• Extract provided:
Mastering YAML Processing in Command Line

Nowadays, YAML is used for configuring almost everything (for better or worse), so whether you're DevOps engineer working with Kubernetes or Ansible, or developer configuring logging in Python or CI/CD with GitHub Actions - you have to deal with YAML files at least from time-to-time. Therefore, being able to efficiently query and manipulate YAML is essential skill for all of us - engineers. The best way to learn that is by mastering YAML processing tool such as yq, which can make you way more efficient at many of your daily tasks, from simple lookups to complex manipulations. So, let's go through and learn all that yq has to offer - including traversing, selecting, sorting, reducing and much more!

Setting Up

Before we begin using yq, we first need to install it. When you google yq though, you will find two projects/repositories. First of them, at https://github.com/kislyuk/yq is wrapper around jq - the JSON processor. If you're already familiar with jq you might want to grab this one and use the syntax you already know. In this article though, we will use the other - a bit more popular project - from https://github.com/mikefarah/yq. This version does not 100% match the jq syntax, but its advantage is that it's dependency free (does not depend on jq), for more context on the differences, see following GitHub issue).

To install it, head over to docs and choose installation method suitable for your system, just make sure you install version 4, as that's what we will work with here. On top of that, you might want to setup shell completion, information about that is available at https://mikefarah.gitbook.io/yq/commands/shell-completion.

Now that we have it installed, we also need some YAML file or document to test the commands we will be running. For that we will use the following files, which have all the common things you could find in YAML - attributes (plain and nested), arrays and various value types (string, integers and booleans):


# log.yaml
timestamp: 1620197250
user: root
log:
  level: fatal
  message: |
    Application exited with code 2
---
# user.yaml
user:
  name: John
  surname: Smith
  gender: male
  active: true
  addresses:
    - street: "Oxford Street"
      city: London
      country: England
    - street: "Ludwigstrasse"
      city: Munich
      country: Germany
  orders:
    - 4356436
    - 4345753
    - 2345234

With this out of the way, let's learn the basics!

The Basics

All the commands we will be running will start with the same base of yq eval, followed by quoted expression and your YAML file. One exception to this would be pretty-printing of YAML files, in which case you would omit the expression - for example yq eval some.yaml - in case you're familiar with jq, then this is equivalent to cat some.json | jq ..

Optionally we can also tack on some extra flags, some of the more useful ones would be -C to force colored output, -I n to set indentation of output to n spaces, or -P for pretty-printing.

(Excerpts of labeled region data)

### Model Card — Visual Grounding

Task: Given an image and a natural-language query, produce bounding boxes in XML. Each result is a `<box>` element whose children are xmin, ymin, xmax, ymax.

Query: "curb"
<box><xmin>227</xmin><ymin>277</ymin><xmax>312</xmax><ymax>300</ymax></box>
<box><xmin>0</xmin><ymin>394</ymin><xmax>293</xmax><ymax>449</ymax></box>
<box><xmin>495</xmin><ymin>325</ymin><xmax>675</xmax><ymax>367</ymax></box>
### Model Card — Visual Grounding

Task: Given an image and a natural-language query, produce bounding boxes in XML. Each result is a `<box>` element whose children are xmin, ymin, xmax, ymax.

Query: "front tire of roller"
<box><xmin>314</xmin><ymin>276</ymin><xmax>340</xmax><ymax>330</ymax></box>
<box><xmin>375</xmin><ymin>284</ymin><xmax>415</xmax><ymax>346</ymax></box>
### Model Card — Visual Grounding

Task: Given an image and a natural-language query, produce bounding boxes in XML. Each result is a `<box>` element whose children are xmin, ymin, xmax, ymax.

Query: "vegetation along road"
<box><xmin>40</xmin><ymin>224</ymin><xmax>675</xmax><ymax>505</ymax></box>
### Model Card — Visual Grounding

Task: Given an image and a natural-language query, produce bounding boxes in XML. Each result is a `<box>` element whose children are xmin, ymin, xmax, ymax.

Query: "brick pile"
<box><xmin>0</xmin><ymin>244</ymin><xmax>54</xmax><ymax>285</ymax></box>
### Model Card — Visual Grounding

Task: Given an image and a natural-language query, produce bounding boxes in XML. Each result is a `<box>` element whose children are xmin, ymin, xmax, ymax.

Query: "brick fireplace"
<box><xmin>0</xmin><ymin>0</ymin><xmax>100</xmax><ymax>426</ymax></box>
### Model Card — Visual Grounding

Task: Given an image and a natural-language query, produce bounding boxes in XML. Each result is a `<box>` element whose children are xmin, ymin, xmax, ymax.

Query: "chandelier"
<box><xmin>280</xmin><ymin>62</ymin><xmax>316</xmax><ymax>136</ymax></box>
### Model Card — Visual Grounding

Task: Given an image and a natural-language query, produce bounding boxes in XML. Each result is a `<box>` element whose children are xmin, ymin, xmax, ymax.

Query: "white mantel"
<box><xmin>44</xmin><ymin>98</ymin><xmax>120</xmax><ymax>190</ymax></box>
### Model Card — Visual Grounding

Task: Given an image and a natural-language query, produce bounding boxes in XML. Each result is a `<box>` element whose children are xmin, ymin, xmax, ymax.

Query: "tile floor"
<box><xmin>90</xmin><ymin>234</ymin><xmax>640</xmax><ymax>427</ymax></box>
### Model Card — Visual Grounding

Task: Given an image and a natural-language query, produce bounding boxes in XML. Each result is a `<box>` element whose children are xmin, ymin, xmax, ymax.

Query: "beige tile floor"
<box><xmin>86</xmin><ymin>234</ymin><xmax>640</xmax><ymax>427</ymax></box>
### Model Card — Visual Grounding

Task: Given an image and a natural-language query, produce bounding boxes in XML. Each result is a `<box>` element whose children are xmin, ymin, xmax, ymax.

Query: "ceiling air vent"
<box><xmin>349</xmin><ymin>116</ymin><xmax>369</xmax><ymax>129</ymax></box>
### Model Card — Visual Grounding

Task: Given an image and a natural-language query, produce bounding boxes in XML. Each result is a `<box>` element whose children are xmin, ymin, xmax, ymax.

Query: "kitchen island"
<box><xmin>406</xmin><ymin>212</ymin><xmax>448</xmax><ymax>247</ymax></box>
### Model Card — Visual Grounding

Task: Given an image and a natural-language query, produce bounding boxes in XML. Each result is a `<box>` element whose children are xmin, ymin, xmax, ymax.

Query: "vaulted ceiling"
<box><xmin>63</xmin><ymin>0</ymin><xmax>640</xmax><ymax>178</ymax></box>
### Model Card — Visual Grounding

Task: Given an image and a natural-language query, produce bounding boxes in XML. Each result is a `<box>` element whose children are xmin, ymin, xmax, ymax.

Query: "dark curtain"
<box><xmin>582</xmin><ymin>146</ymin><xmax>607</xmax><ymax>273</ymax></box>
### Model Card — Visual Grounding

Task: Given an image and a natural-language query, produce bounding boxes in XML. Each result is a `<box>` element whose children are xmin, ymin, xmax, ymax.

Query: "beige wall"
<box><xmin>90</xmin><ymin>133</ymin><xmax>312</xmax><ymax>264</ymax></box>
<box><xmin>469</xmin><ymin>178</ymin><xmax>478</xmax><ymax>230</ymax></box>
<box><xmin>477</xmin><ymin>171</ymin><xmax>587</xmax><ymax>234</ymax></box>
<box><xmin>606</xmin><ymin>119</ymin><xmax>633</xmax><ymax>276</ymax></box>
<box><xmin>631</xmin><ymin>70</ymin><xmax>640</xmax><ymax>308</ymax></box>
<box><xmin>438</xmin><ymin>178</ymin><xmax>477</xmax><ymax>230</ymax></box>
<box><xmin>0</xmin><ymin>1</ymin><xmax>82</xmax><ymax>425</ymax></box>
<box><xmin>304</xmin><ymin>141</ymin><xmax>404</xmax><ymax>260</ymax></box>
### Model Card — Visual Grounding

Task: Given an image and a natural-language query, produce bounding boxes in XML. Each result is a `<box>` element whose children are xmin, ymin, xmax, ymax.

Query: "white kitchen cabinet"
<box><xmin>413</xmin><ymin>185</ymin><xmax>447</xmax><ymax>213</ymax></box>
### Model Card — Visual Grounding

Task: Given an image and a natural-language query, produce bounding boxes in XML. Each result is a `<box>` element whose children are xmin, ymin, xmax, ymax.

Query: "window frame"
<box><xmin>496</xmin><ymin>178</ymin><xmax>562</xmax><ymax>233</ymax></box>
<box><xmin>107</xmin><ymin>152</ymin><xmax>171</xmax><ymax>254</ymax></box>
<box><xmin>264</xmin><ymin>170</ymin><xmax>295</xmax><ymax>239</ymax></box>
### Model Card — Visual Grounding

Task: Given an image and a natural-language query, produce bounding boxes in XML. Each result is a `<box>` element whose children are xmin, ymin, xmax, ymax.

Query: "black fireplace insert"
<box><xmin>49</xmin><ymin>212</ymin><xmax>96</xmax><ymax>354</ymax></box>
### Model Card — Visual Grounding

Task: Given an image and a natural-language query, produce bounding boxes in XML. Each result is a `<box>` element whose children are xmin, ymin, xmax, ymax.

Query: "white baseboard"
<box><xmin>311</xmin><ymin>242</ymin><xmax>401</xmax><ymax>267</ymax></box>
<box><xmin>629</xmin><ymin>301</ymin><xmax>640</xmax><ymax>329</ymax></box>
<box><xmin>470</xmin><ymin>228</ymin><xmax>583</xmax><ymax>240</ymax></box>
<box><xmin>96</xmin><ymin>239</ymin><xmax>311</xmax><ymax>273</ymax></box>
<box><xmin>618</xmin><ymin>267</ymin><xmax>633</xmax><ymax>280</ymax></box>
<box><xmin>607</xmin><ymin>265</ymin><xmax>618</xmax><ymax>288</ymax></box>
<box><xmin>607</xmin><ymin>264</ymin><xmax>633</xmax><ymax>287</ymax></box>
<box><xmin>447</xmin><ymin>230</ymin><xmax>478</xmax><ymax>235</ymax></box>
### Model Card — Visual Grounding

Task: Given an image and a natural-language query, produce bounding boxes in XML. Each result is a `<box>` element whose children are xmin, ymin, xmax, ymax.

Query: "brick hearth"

• Short problem 1:
Answer these from the yq article:
(a) Which major version of yq does it say to install?
(b) Which flag sets the indentation of output to n spaces?
(c) What advantage does it give for the project at https://github.com/mikefarah/yq?
• Short problem 2:
Pick up the yq article from where it stops and continue it.
This data is separate material and has no connection to the yq article.

• Final answer 1:
(a) Version 4.
(b) -I n
(c) It is dependency free, so it does not depend on jq.

• Final answer 2:
As for the basic expressions, there's a lot of things we can do, but the most common one is traversing YAMLs, or in other words - looking up some key in the YAML document. This is done using . (dot) operator and in the most basic form, this would look like so:


# yq eval '.user.addresses' user.yaml

- street: "Oxford Street"
  city: London
  country: England
- street: "Ludwigstrasse"
  city: Munich
  country: Germany

In addition to the basic map navigation, you will often want to lookup specific index in an array (using [N]):


# yq eval ".user.addresses[1]" user.yaml

street: "Ludwigstrasse"
city: Munich
country: Germany

And finally, you might also find splat operator useful which flattens maps/arrays (notice the difference with the first example we looked at):


# yq eval ".user.addresses[]" user.yaml

street: "Oxford Street"
city: London
country: England
street: "Ludwigstrasse"
city: Munich
country: Germany

Apart from basic traversing you might also want to get familiar with selecting, which allows you to filter by boolean expressions. For this we use select(. == "some-pattern-here"). Here, simple example can be filtering based on leading digits:


yq eval '.user.orders[] | select(. == "43*")' user.yaml

4356436
4345753

This example also shows usage of pipe (|) - we use it to first navigate to the part of the document which we want to filter and then pass it on to select(...).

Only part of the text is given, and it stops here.